**WHAT TO WORK ON:** Swap each instance of "drop the point" in the listing below for "place the point". Write out all of the listing again, leaving every other part unchanged.
--- RECORD SET ---
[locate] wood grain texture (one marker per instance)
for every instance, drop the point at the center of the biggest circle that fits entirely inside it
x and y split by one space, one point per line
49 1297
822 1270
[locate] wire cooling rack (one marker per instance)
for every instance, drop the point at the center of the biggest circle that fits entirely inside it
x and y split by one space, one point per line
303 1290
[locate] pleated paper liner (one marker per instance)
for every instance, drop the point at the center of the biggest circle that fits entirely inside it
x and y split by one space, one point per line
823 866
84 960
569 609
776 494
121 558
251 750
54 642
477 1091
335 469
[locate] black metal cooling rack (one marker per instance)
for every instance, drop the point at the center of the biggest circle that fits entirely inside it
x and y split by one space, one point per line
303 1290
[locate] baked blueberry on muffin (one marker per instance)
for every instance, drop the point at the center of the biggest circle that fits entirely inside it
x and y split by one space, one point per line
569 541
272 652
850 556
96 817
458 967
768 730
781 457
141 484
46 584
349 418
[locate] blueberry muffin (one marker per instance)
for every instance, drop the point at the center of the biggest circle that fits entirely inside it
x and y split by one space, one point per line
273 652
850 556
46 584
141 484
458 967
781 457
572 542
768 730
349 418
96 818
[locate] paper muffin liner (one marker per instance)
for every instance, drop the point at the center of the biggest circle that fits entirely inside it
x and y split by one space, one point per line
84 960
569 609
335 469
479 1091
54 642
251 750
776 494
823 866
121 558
---
**RESPONSE FOR THIS EXERCISE:**
[locate] wood grain texture (one marker per instance)
for every instance, place the point at the center of the biggest circle that fits entirely inside it
x and y split by one space, one point per line
49 1297
822 1270
[locate] wire cooling rack (one marker per instance)
for every instance, place the point at the center of the biggest circle that fits entirely inside it
x and y split by one space, one point per line
303 1290
[locate] pleated paper liner (one marker per instance)
for every instance, place the point at the center of the biggest circle that fits entirely inside it
x and y split by one space, one point per line
823 866
84 960
569 609
776 494
121 558
251 750
54 642
477 1091
335 469
[locate] black metal cooling rack (one marker per instance)
for every instance, place the point at the center of the biggest circle that fits entirely inside it
x and y split by one space, one point per line
303 1290
[locate] baked blueberry on muffin (one marker per instance)
for every instance, place the point at the center of the biggest circle that fits entirely inside it
x and y split by one space, one point per line
569 541
272 652
850 556
96 817
458 967
768 730
781 457
141 484
46 584
349 418
[locate] blueberry muffin (one marker per instance)
for every instance, place the point at the center of the biggest circle that fits entirely inside it
x and y split by one space, one point per line
273 652
850 556
46 584
141 484
458 967
781 457
572 542
768 730
349 418
96 818
[locate] paper muffin liner (one marker per instance)
for every instance, place the point at the center of the biggest circle that fits entirely inside it
x and y split by one space, one point per line
84 960
569 609
335 469
479 1091
54 642
251 750
776 494
823 866
121 558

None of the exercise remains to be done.